### WORK REQUEST
Some lines in the material below hold the word "every". Copy all of them.

### RECORDS FOR THE TASK
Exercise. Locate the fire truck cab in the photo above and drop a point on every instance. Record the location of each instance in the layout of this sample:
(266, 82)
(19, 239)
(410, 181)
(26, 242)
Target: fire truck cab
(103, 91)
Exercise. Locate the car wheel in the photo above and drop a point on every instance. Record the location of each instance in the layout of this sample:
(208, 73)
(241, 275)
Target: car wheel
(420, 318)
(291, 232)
---
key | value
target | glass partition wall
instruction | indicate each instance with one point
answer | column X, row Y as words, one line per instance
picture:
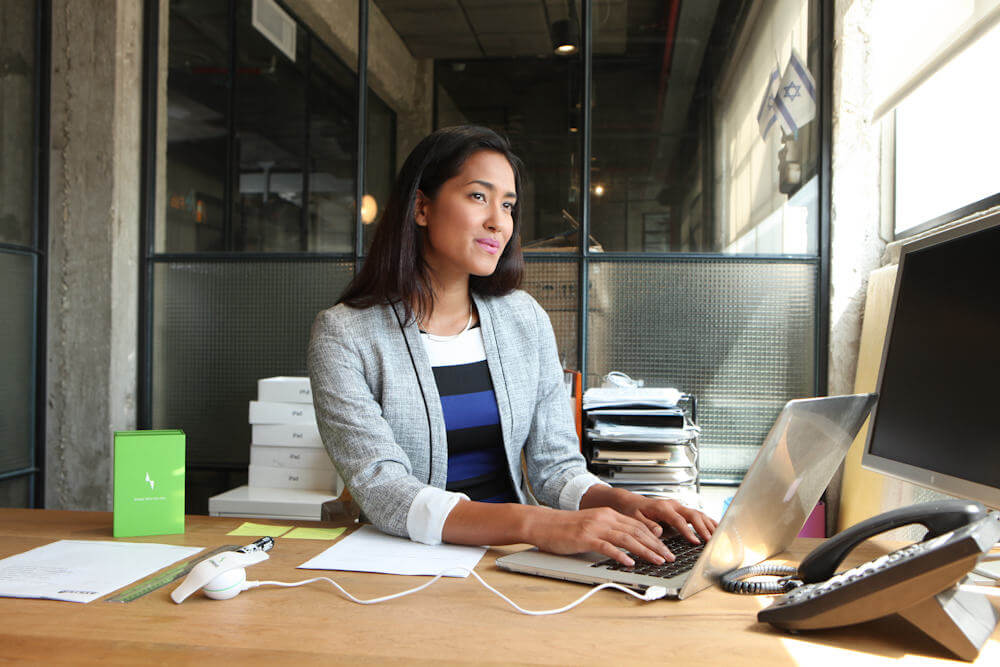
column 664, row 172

### RESULT OF THIS TASK
Exercise. Locate the fire truck cab in the photo above and drop a point on every instance. Record the location of each instance in the layout of this sample:
Exercise. Locate the car wheel in the photo above and drop a point on every instance. Record the location of each instance in the layout of this sample:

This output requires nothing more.